**Work instructions:**
[a] In the guide on connecting Python to CockroachDB, condense the passage beginning "Before connecting Python to CockroachDB" into a single sentence that keeps each prerequisite.
[b] Carry the guide on connecting Python to CockroachDB forward from its final line.

**Text shown:**
--*--

Before connecting Python to CockroachDB, ensure you have:

  • Python 3.6 or higher installed
  • CockroachDB cluster running (local or cloud)
  • psycopg2 driver (CockroachDB is PostgreSQL-compatible)
  • Connection details (host, port, database, user, password/certificates)
  • Basic understanding of SQL and distributed systems

Installing Required Libraries

Since CockroachDB is PostgreSQL-compatible, we use psycopg2:

bash

pip install psycopg2-binary

For production, also install:

bash

pip install sqlalchemy cockroachdb-python

Basic Connection to CockroachDB

Local Connection

python

import psycopg2

# Connect to local CockroachDB
connection = psycopg2.connect(
    host='localhost',
    port=26257,
    database='defaultdb',
    user='root',
    sslmode='disable'  # Only for local dev
)

print("Connected to CockroachDB successfully!")

# Get version
cursor = connection.cursor()
cursor.execute("SELECT version()")
version = cursor.fetchone()[0]
print(f"CockroachDB version: {version}")

cursor.close()
connection.close()

Secure Connection with Certificates

python

import psycopg2

# Connect with SSL certificates (production)
connection = psycopg2.connect(
    host='your-cluster.cockroachlabs.cloud',
    port=26257,
    database='your_database',
    user='your_username',
    password='your_password',
    sslmode='verify-full',
    sslrootcert='/path/to/ca.crt'
)

print("Connected to CockroachDB Cloud!")

connection.close()

Connection with Error Handling

python

import psycopg2
from psycopg2 import OperationalError, Error

def create_connection():
    try:
        connection = psycopg2.connect(
            host='localhost',
            port=26257,
            database='company',
            user='root',
            sslmode='disable'
        )
        
        print("Successfully connected to CockroachDB")
        
        # Set default search path
        cursor = connection.cursor()
        cursor.execute("SET search_path = public")
        cursor.close()
        
        return connection
        
    except OperationalError as e:
        print(f"Operational error: {e}")
        return None
    except Error as e:
        print(f"Error connecting: {e}")
        return None

# Usage
conn = create_connection()
if conn:
    conn.close()

Creating Tables

python

import psycopg2

connection = psycopg2.connect(
    host='localhost',
    port=26257,
    database='company',
    user='root',
    sslmode='disable'
)

cursor = connection.cursor()

# Create employees table
create_table_sql = """
CREATE TABLE IF NOT EXISTS employees (
    id UUID PRIMARY KEY DEFAULT gen_random_uuid(),
    first_name STRING NOT NULL,
    last_name STRING NOT NULL,
    email STRING UNIQUE,
    department STRING,
    salary DECIMAL(10, 2),
    hire_date DATE,
    created_at TIMESTAMP DEFAULT now()
)
"""

cursor.execute(create_table_sql)
connection.commit()

print("Table created successfully!")

cursor.close()

--*--

**Record extracts:**
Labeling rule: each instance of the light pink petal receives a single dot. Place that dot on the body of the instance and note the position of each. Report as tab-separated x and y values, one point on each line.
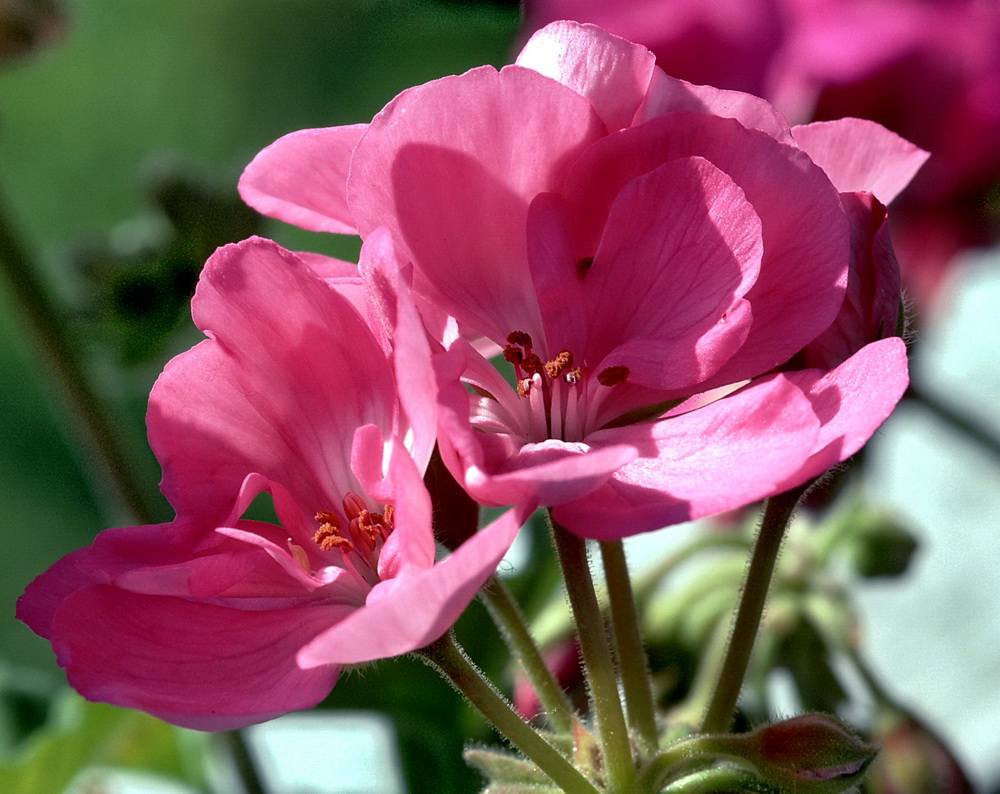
290	373
805	234
721	456
301	179
412	541
852	401
420	607
609	71
669	95
871	307
342	276
861	156
193	664
498	469
681	246
450	167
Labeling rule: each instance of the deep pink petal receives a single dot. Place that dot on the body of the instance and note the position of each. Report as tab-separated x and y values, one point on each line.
302	179
861	156
721	456
681	246
420	607
193	664
291	371
852	401
670	95
609	71
871	307
450	168
805	234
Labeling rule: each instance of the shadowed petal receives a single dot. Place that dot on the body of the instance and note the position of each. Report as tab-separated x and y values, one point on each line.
194	664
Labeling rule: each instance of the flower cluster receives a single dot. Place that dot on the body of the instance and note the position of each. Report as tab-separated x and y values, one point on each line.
597	288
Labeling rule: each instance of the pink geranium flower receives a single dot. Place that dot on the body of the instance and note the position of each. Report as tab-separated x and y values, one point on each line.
929	71
214	620
647	253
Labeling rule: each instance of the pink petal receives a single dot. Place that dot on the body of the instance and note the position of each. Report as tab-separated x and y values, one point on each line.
861	156
498	469
669	95
301	179
394	316
609	71
852	401
805	234
420	607
450	167
724	455
193	664
680	247
291	371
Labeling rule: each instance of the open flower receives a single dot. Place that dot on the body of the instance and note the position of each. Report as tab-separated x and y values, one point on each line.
929	71
646	253
214	620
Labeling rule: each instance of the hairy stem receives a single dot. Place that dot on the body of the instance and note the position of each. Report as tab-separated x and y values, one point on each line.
628	642
450	660
506	613
777	513
601	675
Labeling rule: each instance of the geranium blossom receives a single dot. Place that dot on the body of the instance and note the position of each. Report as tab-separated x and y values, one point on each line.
214	620
646	253
929	71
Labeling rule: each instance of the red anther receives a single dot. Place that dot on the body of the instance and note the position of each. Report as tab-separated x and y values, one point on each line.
613	375
519	338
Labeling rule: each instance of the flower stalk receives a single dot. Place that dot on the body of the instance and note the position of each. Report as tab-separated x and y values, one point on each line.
448	657
507	615
777	512
628	643
600	669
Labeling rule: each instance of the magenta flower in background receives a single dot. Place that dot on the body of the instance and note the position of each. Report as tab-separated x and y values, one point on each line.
928	70
647	253
216	621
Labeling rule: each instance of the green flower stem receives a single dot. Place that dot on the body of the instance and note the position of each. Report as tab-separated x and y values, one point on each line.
506	613
652	578
46	325
243	760
628	641
687	759
611	728
777	513
451	661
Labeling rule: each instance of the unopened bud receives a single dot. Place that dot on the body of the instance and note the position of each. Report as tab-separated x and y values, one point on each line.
809	754
913	760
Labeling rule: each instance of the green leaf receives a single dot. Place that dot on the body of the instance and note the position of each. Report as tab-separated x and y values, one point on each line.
87	734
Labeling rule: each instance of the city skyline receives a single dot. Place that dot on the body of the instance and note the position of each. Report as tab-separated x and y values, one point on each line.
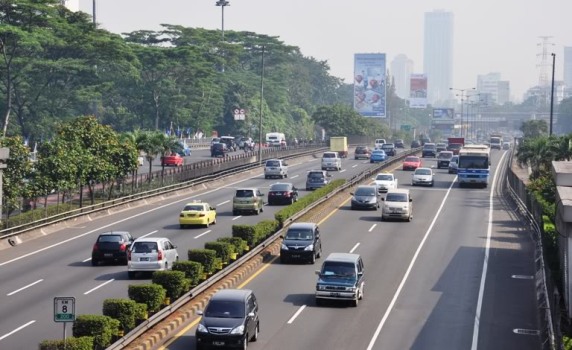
489	36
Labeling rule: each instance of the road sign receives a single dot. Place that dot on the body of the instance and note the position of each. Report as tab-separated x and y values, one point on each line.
64	309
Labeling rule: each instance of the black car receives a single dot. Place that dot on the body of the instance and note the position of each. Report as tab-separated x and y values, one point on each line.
230	320
302	242
282	193
111	247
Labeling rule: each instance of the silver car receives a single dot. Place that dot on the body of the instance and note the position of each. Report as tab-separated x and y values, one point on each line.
151	254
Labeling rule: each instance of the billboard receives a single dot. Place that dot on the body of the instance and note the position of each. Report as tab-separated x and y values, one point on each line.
369	84
418	91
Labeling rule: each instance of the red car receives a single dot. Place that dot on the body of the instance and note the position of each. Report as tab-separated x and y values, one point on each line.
411	163
172	160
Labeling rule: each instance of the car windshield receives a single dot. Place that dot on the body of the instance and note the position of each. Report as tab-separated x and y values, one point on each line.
365	191
299	235
280	187
384	177
396	197
338	269
225	309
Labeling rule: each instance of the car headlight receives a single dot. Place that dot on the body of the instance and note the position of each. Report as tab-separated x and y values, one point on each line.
238	330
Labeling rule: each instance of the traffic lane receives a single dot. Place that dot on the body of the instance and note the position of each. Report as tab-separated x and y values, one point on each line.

--*--

**Expected responses:**
[a] Before connecting Python to CockroachDB, you need Python 3.6 or later, a running local or cloud CockroachDB cluster, the psycopg2 driver (CockroachDB is PostgreSQL-compatible), your connection details (host, port, database, user, and password or certificates), and a basic understanding of SQL and distributed systems.

[b]
connection.close()

Inserting Data

Insert Single Record

python

import psycopg2
from datetime import date

connection = psycopg2.connect(
    host='localhost',
    port=26257,
    database='company',
    user='root',
    sslmode='disable'
)

cursor = connection.cursor()

# Insert single employee
insert_sql = """
INSERT INTO employees (first_name, last_name, email, department, salary, hire_date)
VALUES (%s, %s, %s, %s, %s, %s)
RETURNING id
"""

employee_data = ('John', 'Doe', 'john.doe@company.com', 'Engineering', 75000.00, date.today())

cursor.execute(insert_sql, employee_data)
employee_id = cursor.fetchone()[0]
connection.commit()

print(f"Employee inserted with ID: {employee_id}")

cursor.close()
connection.close()

Bulk Insert with Retry Logic

CockroachDB may require retries for transaction contention:

python

import psycopg2
from psycopg2 import Error
import time

def insert_employees_with_retry(connection, employees_data, max_retries=3):
    for attempt in range(max_retries):
        try:
            cursor = connection.cursor()
            
            insert_sql = """
            INSERT INTO employees (first_name, last_name, email, department, salary)
            VALUES (%s, %s, %s, %s, %s)
            """
            
            cursor.executemany(insert_sql, employees_data)
            connection.commit()
            
            print(f"Successfully inserted {cursor.rowcount} employees")
            cursor.close()
            return True
            
        except Error as e:
            if "40001" in str(e):  # Retry error code
                print(f"Transaction retry needed (attempt {attempt + 1})")
                connection.rollback()
                time.sleep(0.1 * (2 ** attempt))  # Exponential backoff
            else:
                print(f"Error: {e}")
                connection.rollback()
                return False
    
    print("Max retries exceeded")
    return False

# Usage
connection = psycopg2.connect(
    host='localhost',
    port=26257,
    database='company',
    user='root',
    sslmode='disable'
)

employees_data = [
    ('Jane', 'Smith', 'jane@company.com', 'Marketing', 68000.00),
    ('Bob', 'Johnson', 'bob@company.com', 'Sales', 72000.00),
    ('Alice', 'Williams', 'alice@company.com', 'Engineering', 80000.00)
]

insert_employees_with_retry(connection, employees_data)

connection.close()

Querying Data

Basic Queries

python

import psycopg2
from psycopg2.extras import RealDictCursor

connection = psycopg2.connect(
    host='localhost',
    port=26257,
    database='company',
    user='root',
    sslmode='disable'
)

# Use RealDictCursor for dictionary access
cursor = connection.cursor(cursor_factory=RealDictCursor)

# Select all employees
select_sql = "SELECT * FROM employees ORDER BY last_name"
cursor.execute(select_sql)

employees = cursor.fetchall()

print(f"Total employees: {len(employees)}\n")

for emp in employees:
    print(f"Name: {emp['first_name']} {emp['last_name']}, Dept: {emp['department']}")

cursor.close()
connection.close()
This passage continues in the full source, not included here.